• Source excerpt:
Internal / Infrastructure

This release lands a substantial documentation investment motivated by the project moving from “experimental, no users” to “users filing real bug reports.” None of the items below change parser behavior, but they meaningfully improve the project’s ability to catch regressions before they ship.

What survived to v2.0.0:

  • Documentation portal at https://lijunzh.github.io/hunch/ built with mdbook. (#188, #190)
  • Release pipeline hardening — PR-time CI now also runs on release branches; release workflow is more defensive. (#150, #151, #152, #159)
  • Misc test additions pinning behaviors against future regressions: TitleStrategy fallback ordering (#154, #161), cli_walk_dir safety boundaries (#153, #162), parse-torrent-name corpus pins (#157, #164).
  • Mutation-killing test additions from the cargo-mutants triage pass survive as permanent regression coverage in tests/ even though the nightly mutants.yml workflow itself was dropped: 29 mutants killed across #175, #180, #181, #182, #183, #184, #185.

• Data listing:
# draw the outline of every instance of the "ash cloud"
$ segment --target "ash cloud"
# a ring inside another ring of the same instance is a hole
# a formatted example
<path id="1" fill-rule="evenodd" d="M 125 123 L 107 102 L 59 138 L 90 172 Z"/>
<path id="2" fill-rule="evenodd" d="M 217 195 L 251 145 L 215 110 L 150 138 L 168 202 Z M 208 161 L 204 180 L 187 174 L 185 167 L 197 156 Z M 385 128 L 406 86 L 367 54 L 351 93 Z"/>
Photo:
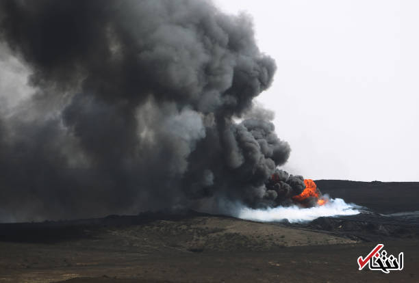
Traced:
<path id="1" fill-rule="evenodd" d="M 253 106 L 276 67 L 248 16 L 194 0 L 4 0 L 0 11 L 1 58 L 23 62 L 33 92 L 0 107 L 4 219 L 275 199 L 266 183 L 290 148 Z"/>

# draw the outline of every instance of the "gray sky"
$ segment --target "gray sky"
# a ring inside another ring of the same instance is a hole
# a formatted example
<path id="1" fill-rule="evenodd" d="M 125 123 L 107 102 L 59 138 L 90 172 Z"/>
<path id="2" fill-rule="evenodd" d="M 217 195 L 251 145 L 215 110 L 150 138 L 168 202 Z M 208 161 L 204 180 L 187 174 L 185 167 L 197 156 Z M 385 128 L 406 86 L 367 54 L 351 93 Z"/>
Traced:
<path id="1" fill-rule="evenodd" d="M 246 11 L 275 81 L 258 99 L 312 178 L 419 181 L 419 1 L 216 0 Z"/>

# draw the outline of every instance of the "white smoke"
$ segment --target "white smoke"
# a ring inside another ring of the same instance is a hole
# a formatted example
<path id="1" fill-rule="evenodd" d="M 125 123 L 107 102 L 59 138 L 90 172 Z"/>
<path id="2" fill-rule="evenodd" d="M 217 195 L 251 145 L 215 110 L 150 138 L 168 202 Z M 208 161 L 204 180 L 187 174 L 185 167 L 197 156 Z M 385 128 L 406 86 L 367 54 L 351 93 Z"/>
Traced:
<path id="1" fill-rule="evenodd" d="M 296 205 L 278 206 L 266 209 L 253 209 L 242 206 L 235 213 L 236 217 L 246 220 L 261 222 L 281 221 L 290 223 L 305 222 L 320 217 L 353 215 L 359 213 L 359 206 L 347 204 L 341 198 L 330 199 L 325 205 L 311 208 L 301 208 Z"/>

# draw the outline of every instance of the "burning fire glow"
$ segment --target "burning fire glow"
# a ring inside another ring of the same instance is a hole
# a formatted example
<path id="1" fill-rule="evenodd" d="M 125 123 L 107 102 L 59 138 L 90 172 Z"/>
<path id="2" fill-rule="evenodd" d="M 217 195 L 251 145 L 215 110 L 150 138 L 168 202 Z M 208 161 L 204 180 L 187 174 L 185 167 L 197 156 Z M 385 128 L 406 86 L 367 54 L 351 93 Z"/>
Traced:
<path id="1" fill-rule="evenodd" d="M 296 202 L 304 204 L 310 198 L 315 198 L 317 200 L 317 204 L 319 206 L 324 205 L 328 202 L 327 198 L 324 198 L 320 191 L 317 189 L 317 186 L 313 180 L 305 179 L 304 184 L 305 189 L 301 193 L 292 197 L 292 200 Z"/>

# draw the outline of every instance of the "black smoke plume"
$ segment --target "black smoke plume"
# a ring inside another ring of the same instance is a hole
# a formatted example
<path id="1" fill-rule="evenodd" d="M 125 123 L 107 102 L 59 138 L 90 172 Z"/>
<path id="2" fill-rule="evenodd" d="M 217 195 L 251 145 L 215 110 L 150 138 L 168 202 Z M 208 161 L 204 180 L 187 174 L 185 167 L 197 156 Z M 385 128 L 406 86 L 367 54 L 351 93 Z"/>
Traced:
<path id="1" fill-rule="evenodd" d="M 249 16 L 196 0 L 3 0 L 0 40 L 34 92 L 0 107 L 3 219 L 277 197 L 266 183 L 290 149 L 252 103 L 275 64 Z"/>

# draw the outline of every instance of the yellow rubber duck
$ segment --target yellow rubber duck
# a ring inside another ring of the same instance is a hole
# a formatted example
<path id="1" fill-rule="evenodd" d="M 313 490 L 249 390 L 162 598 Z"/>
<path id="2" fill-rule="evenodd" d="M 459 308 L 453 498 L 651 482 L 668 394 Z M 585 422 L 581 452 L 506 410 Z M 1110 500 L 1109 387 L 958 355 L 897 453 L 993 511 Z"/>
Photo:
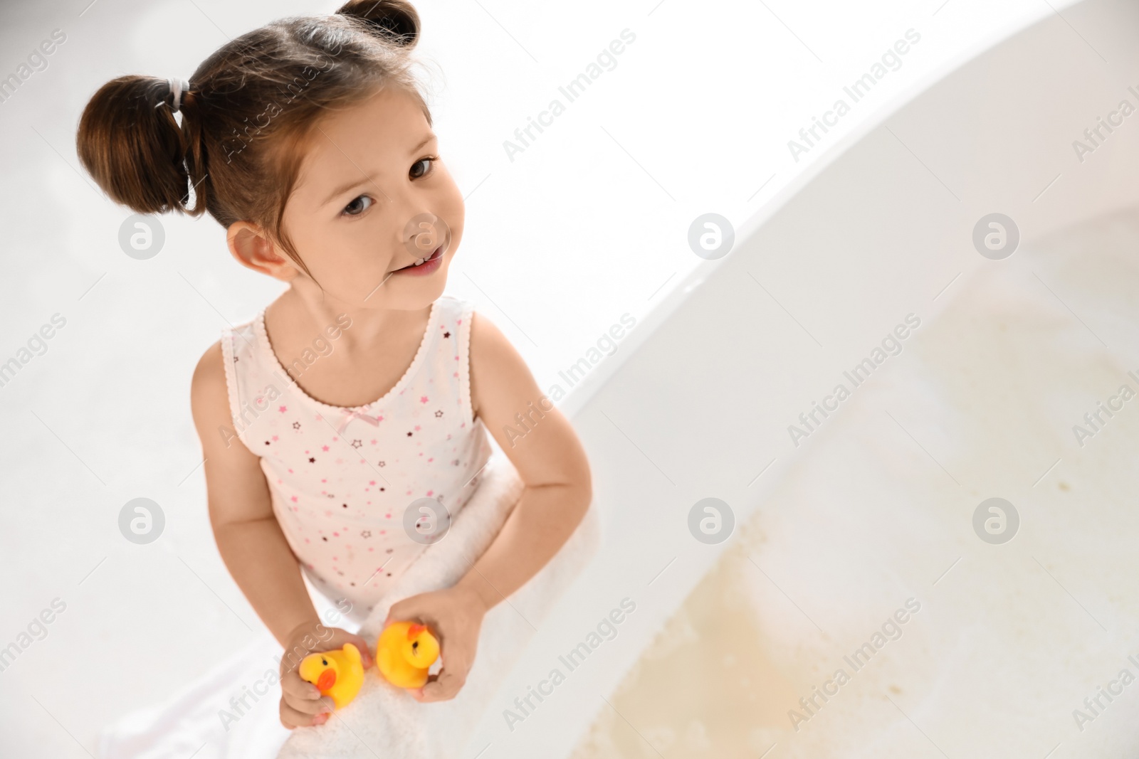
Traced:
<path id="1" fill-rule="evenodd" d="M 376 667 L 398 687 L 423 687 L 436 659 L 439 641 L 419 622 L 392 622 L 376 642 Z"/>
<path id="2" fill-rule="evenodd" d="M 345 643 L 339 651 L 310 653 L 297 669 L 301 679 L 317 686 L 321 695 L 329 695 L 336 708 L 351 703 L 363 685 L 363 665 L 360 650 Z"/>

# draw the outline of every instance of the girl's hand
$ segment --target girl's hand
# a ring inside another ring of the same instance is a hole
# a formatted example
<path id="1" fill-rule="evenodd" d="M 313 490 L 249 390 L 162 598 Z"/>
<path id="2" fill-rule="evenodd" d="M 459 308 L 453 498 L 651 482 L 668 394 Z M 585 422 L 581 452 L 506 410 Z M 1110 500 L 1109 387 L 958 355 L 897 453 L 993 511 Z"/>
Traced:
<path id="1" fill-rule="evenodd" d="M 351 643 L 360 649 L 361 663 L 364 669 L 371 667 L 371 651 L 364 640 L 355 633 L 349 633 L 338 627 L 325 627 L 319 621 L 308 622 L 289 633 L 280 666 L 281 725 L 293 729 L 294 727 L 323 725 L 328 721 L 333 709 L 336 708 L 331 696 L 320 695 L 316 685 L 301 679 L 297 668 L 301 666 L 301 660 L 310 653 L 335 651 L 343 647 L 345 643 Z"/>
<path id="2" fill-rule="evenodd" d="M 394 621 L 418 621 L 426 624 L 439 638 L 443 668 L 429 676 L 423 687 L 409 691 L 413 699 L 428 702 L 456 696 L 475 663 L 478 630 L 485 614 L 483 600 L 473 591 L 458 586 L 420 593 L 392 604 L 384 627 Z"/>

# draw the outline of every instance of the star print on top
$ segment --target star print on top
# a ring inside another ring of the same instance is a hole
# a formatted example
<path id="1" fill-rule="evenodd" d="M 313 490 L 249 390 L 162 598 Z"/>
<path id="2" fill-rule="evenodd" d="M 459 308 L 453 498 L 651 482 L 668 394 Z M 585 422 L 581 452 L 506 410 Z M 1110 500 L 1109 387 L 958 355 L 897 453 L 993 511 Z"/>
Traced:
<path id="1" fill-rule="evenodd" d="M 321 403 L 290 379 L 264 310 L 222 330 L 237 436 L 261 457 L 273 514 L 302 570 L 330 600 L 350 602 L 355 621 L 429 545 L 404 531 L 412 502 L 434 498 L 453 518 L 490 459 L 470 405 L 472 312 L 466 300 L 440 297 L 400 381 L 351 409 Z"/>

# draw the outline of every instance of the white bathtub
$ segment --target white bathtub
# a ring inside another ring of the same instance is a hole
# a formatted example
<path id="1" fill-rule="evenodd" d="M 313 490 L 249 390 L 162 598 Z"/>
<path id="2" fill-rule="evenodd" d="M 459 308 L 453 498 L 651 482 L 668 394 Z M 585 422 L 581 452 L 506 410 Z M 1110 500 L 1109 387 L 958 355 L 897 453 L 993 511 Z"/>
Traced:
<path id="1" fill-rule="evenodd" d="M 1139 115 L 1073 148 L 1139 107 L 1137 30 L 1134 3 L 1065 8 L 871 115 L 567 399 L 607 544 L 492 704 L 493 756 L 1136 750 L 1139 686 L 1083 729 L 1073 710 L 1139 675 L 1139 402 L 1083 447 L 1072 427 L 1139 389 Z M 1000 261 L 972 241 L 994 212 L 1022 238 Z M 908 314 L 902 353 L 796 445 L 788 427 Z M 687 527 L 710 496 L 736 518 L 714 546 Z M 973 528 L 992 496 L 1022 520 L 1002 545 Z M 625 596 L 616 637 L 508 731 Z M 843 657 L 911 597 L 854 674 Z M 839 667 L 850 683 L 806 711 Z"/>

* * *

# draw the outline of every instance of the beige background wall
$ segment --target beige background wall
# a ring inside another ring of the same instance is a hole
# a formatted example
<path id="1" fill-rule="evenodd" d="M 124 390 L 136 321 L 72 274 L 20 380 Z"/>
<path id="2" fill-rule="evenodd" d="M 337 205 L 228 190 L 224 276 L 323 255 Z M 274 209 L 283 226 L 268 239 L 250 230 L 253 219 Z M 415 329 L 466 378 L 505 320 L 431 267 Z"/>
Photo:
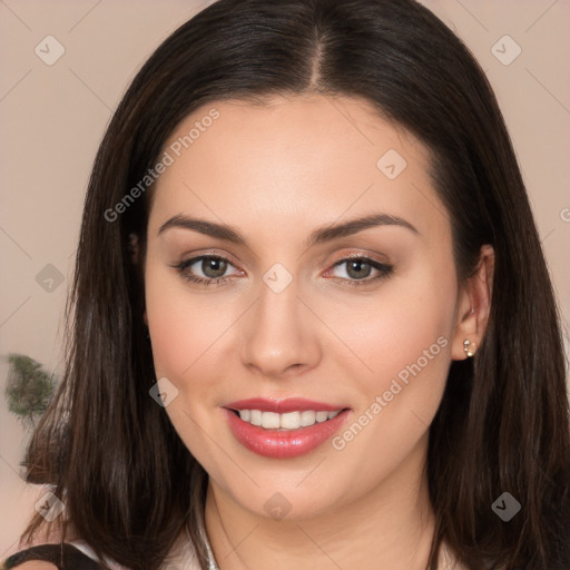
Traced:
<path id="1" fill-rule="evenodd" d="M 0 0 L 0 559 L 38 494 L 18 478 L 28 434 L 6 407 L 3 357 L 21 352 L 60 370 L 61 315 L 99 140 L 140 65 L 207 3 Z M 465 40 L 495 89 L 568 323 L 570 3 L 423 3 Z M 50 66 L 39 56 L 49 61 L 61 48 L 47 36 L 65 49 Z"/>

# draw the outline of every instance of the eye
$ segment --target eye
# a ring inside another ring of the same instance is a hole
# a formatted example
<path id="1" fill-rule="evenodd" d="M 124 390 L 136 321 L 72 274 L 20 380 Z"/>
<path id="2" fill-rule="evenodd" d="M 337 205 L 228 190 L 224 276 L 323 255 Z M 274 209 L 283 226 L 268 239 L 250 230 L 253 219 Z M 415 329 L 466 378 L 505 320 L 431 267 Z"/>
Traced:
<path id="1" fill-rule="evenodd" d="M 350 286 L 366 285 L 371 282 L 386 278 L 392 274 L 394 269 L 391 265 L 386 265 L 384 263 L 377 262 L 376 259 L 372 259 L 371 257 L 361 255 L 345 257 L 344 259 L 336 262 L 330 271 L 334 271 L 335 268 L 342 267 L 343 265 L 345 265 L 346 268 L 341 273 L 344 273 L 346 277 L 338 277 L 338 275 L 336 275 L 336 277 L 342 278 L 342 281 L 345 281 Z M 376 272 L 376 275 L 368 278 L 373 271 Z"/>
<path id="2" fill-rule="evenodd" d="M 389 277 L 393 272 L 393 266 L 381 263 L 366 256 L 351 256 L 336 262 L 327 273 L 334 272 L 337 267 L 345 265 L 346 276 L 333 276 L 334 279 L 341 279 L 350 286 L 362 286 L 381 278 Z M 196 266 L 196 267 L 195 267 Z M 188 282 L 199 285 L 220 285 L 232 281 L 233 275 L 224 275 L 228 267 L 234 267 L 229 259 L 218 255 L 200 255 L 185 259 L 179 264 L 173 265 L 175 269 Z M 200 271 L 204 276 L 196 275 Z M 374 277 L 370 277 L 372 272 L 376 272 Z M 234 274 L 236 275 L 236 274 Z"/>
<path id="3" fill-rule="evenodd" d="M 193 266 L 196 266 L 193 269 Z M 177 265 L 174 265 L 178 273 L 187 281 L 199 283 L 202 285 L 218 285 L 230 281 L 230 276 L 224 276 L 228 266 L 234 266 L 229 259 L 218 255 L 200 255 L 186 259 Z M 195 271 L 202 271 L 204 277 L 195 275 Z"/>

• Problem details: Can you write out the passage of the release notes from "What survived to" up to and including "#183, #184, #185.", word for word?

• Result below:
What survived to v2.0.0:

  • Documentation portal at https://lijunzh.github.io/hunch/ built with mdbook. (#188, #190)
  • Release pipeline hardening — PR-time CI now also runs on release branches; release workflow is more defensive. (#150, #151, #152, #159)
  • Misc test additions pinning behaviors against future regressions: TitleStrategy fallback ordering (#154, #161), cli_walk_dir safety boundaries (#153, #162), parse-torrent-name corpus pins (#157, #164).
  • Mutation-killing test additions from the cargo-mutants triage pass survive as permanent regression coverage in tests/ even though the nightly mutants.yml workflow itself was dropped: 29 mutants killed across #175, #180, #181, #182, #183, #184, #185.